[[ Material shown open ]]

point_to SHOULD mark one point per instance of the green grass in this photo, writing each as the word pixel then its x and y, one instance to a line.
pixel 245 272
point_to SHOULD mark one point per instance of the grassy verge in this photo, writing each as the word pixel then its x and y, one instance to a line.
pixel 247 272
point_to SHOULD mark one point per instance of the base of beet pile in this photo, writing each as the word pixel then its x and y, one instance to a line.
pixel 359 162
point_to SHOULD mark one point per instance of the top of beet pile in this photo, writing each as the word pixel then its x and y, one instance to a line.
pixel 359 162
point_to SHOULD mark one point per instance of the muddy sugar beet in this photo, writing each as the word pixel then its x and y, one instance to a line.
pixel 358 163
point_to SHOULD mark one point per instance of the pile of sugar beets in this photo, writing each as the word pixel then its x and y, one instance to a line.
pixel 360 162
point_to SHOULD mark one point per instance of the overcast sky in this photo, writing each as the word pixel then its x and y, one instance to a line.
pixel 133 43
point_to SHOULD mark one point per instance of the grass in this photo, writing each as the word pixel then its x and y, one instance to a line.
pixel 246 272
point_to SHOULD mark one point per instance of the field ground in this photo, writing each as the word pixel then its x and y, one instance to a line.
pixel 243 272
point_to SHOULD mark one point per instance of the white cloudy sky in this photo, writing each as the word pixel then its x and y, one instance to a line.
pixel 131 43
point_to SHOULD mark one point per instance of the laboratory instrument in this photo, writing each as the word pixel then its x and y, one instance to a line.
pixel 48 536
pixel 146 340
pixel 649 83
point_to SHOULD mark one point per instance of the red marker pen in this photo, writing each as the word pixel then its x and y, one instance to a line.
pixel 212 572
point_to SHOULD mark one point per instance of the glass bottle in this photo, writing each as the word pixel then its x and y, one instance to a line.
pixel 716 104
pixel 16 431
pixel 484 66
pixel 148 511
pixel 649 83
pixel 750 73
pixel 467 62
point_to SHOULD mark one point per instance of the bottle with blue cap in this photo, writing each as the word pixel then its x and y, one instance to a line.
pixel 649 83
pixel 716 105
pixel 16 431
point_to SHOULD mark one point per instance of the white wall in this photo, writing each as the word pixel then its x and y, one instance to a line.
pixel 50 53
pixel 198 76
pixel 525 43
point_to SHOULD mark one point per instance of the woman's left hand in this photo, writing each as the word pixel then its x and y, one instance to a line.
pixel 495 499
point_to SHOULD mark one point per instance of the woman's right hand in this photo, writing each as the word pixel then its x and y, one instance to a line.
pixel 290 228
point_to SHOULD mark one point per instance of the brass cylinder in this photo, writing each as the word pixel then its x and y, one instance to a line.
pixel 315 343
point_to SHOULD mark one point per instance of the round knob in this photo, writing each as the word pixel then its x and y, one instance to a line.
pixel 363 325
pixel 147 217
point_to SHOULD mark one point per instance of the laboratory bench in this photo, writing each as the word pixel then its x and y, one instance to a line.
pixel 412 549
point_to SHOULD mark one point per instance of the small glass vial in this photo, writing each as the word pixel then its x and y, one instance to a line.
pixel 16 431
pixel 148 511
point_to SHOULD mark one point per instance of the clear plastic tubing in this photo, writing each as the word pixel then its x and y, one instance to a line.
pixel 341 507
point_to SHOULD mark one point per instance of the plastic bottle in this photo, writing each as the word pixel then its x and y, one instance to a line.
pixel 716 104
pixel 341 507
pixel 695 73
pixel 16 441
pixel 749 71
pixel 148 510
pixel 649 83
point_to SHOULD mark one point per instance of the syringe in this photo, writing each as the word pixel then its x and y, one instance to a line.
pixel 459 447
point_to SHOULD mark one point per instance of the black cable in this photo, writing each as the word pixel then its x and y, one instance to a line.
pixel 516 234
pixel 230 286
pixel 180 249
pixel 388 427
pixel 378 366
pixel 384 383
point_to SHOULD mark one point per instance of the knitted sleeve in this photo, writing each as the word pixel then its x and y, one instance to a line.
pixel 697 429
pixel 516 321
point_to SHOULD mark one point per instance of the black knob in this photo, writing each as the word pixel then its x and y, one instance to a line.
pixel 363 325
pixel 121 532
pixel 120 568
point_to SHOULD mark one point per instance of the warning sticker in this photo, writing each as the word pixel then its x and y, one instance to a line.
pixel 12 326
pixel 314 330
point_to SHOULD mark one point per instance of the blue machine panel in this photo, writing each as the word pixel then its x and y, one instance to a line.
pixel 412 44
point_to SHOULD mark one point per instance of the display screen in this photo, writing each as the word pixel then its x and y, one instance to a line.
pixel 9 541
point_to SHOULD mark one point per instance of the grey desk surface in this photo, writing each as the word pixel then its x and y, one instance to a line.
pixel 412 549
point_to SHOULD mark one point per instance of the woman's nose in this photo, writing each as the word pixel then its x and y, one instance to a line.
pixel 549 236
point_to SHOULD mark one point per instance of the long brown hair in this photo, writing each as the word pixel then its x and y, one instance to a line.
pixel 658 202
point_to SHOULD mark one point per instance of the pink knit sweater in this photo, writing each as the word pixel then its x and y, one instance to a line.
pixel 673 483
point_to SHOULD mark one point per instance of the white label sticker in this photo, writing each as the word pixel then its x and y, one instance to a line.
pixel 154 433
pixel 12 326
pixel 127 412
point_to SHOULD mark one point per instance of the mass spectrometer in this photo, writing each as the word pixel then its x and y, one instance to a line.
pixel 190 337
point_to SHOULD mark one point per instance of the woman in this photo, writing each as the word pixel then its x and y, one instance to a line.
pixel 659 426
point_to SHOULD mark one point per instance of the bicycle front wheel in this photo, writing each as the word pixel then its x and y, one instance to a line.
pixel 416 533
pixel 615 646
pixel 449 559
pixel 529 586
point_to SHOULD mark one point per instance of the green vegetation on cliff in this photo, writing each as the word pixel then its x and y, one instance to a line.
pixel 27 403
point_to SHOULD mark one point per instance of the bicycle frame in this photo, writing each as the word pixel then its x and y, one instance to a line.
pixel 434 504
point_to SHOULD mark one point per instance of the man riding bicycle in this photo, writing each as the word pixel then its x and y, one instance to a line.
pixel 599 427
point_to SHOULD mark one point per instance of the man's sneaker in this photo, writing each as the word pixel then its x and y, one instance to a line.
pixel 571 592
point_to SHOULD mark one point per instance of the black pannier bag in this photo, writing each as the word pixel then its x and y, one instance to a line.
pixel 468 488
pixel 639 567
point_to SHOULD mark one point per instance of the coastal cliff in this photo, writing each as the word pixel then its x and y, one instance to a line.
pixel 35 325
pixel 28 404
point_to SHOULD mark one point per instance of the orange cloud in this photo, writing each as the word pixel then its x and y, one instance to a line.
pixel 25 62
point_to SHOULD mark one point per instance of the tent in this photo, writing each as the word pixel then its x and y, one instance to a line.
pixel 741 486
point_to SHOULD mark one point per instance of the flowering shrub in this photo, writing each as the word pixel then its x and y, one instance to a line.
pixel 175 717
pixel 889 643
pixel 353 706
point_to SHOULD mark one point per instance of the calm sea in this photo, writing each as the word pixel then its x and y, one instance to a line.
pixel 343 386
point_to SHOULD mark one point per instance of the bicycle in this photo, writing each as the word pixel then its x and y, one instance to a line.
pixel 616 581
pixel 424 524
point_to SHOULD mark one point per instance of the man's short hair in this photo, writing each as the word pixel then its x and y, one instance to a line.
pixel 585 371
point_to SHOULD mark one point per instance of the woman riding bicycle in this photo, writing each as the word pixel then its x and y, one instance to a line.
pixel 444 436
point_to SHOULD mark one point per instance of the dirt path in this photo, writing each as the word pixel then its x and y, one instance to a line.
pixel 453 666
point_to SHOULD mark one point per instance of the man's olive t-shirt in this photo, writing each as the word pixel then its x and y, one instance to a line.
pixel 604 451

[[ Material shown closed ]]

What you will do: All the records, as written, must be given again.

Written solution:
point_to SHOULD mark one point per instance of the green grass in this photo, writing each as the word pixel then its x and y, one instance to a line.
pixel 245 272
point_to SHOULD mark one point per instance of the grassy verge in this photo, writing each as the word pixel then its x and y, one instance to a line.
pixel 247 272
point_to SHOULD mark one point per instance of the base of beet pile in this photo, writing each as the word pixel then its x and y, one instance to a line.
pixel 359 162
point_to SHOULD mark one point per instance of the top of beet pile in this photo, writing each as the word pixel then its x and y, one instance to a line.
pixel 359 162
point_to SHOULD mark one point per instance of the muddy sugar beet in this photo, writing each as the word pixel then its x and y, one instance to a line.
pixel 358 163
point_to SHOULD mark one point per instance of the pile of sugar beets in this photo, writing each as the word pixel then its x and y, one instance to a line.
pixel 360 162
point_to SHOULD mark one point per instance of the overcast sky in this photo, writing each as the word pixel then its x and y, one instance to a line.
pixel 133 43
point_to SHOULD mark one point per instance of the grass in this photo, writing each as the word pixel then its x and y, one instance to a line.
pixel 246 272
point_to SHOULD mark one point per instance of the field ground in this photo, writing each as the word pixel then its x and y, one instance to a line.
pixel 243 272
point_to SHOULD mark one point per instance of the white cloudy sky in this photo, writing each as the word pixel then its x and y, one instance to a line.
pixel 131 43
point_to SHOULD mark one point per instance of the laboratory instrument in this photo, writing each as the word pixel then its x and y, one instance to a line.
pixel 48 536
pixel 146 340
pixel 649 83
point_to SHOULD mark one point per instance of the red marker pen in this photo, writing each as the word pixel then its x and y, one instance to a line.
pixel 212 572
point_to SHOULD mark one point per instance of the glass bottle in this photo, writing each as the word pixel then its x and y, one instance to a line.
pixel 716 104
pixel 16 431
pixel 484 66
pixel 148 511
pixel 649 83
pixel 750 73
pixel 467 62
point_to SHOULD mark one point per instance of the bottle with blue cap in this photo, writing each as the word pixel then its x and y, one instance to a line.
pixel 649 83
pixel 716 105
pixel 16 431
point_to SHOULD mark one point per instance of the white wall in this photo, writing each as the word pixel then its x and y, one instance to a line.
pixel 50 53
pixel 198 76
pixel 525 43
point_to SHOULD mark one point per instance of the woman's left hand in this photo, writing each as the word pixel then its x and y, one instance to a line.
pixel 495 499
point_to SHOULD mark one point per instance of the woman's right hand in this photo, writing each as the word pixel then its x and y, one instance to a line.
pixel 290 228
point_to SHOULD mark one point per instance of the brass cylinder in this photo, writing each as the word pixel then its x and y, one instance to a line.
pixel 315 343
point_to SHOULD mark one point per instance of the round knob in this photo, writing each as the word pixel then its x and y, one instance to a line.
pixel 363 325
pixel 147 217
point_to SHOULD mark one point per instance of the laboratory bench in this photo, writing each as the word pixel then its x and y, one instance to a line.
pixel 412 549
point_to SHOULD mark one point per instance of the small glass vial in this photo, writing each as the word pixel then its x and y, one instance to a line.
pixel 16 431
pixel 148 511
point_to SHOULD mark one point per instance of the clear plastic tubing in this photo, writing each as the word pixel then its x and y, one instance to a line.
pixel 341 507
point_to SHOULD mark one point per instance of the plastic bottle in this photo, writing each as the word pixel then its x and y, one instance to a line.
pixel 716 104
pixel 341 507
pixel 695 73
pixel 16 441
pixel 749 71
pixel 148 510
pixel 649 83
point_to SHOULD mark one point per instance of the syringe in this photo, writing each as the word pixel then its x and y, one instance to a line.
pixel 459 447
point_to SHOULD mark one point per instance of the black cable in this photo, writing each as the word pixel then its x and y, one instance to a line.
pixel 516 234
pixel 230 286
pixel 180 249
pixel 388 427
pixel 378 366
pixel 384 383
point_to SHOULD mark one point per instance of the knitted sleeve in this photo, writing each as the word pixel then its x and y, one instance to a line.
pixel 697 429
pixel 516 321
point_to SHOULD mark one point per instance of the black knob in this photo, writing each as the word pixel then its x and y, one instance to a line.
pixel 363 325
pixel 121 532
pixel 120 568
point_to SHOULD mark one point per instance of the warning sticker in this photo, writing each as the word pixel then its x and y, one instance to a line.
pixel 12 326
pixel 314 330
point_to SHOULD mark one point per instance of the blue machine panel in this photo, writing each as the word pixel then its x and y, one instance to a line.
pixel 412 44
point_to SHOULD mark one point per instance of the display screen in this photo, writing each as the word pixel then its x and y, one instance to a line.
pixel 9 541
point_to SHOULD mark one point per instance of the grey desk surface in this photo, writing each as the word pixel then its x and y, one instance to a line.
pixel 412 549
point_to SHOULD mark one point per instance of the woman's nose in this photo, writing each as the word pixel then its x and y, one instance to a line.
pixel 549 236
point_to SHOULD mark one point per instance of the long brown hair in this photo, writing each as the word pixel then its x and y, one instance to a line.
pixel 658 202
point_to SHOULD mark one point per instance of the pink knit sweater in this photo, writing each as the word pixel then its x and y, one instance to a line.
pixel 673 483
point_to SHOULD mark one point per instance of the white label sticker in this photo, writing each as the word pixel then its x and y, one instance to a line.
pixel 154 433
pixel 12 326
pixel 127 412
point_to SHOULD mark one point per instance of the mass spectrometer in this photo, writing each as the word pixel then its x and y, one instance to a line.
pixel 190 337
point_to SHOULD mark one point per instance of the woman in this photo, writing each as the word pixel then its x and y, one instance to a line.
pixel 659 426
point_to SHOULD mark one point per instance of the bicycle front wheel in this photo, writing each as the word pixel then its x and y, one instance to a line.
pixel 416 533
pixel 615 646
pixel 449 559
pixel 529 586
point_to SHOULD mark one point per instance of the green vegetation on cliff in this photo, writing each as the word pixel then its x and y, one instance to a line.
pixel 27 403
point_to SHOULD mark one point per instance of the bicycle frame in this photo, writing each as the word pixel then its x and y, one instance to a line.
pixel 434 504
point_to SHOULD mark one point per instance of the man riding bicycle in this photo, writing each as the word pixel then its x and y, one instance to a line.
pixel 599 427
point_to SHOULD mark one point per instance of the man's sneaker in this photo, writing each as the word pixel then its x and y, one instance to a line.
pixel 571 592
point_to SHOULD mark one point per instance of the black pannier bag in this photo, writing each as the word pixel then its x and y, one instance to a line.
pixel 468 488
pixel 639 567
point_to SHOULD mark one point per instance of the coastal cliff in this photo, writing each as the word pixel then its x and y, one instance to a line.
pixel 35 325
pixel 28 404
point_to SHOULD mark one point per instance of the orange cloud in this photo, writing each as the word pixel then its x and y, one instance to a line.
pixel 25 62
point_to SHOULD mark one point per instance of the tent in this photo, writing each as the word pixel then its x and y, one instance to a line.
pixel 741 486
point_to SHOULD mark one point per instance of the flowering shrub in this photo, writing each as the word pixel then its x and y, one instance to a line.
pixel 175 717
pixel 889 643
pixel 353 706
point_to SHOULD mark one point per instance of the calm sea in this photo, writing each as the word pixel then its x and y, one instance to a line.
pixel 343 386
point_to SHOULD mark one point per instance of the bicycle in this photo, writing each as the word pixel then its x and y, one instance to a line.
pixel 616 581
pixel 424 524
point_to SHOULD mark one point per instance of the man's short hair in this photo, writing each as the word pixel then its x and y, one instance to a line.
pixel 585 371
point_to SHOULD mark one point per instance of the woman riding bicycle in this photo, writing each as the word pixel then its x and y, one instance to a line.
pixel 444 436
point_to SHOULD mark one point per instance of the dirt path in this photo, writing each as the word pixel then its x and y, one instance to a line.
pixel 453 666
point_to SHOULD mark one point per instance of the man's olive t-shirt in this photo, writing each as the word pixel then its x and y, one instance to a line.
pixel 604 451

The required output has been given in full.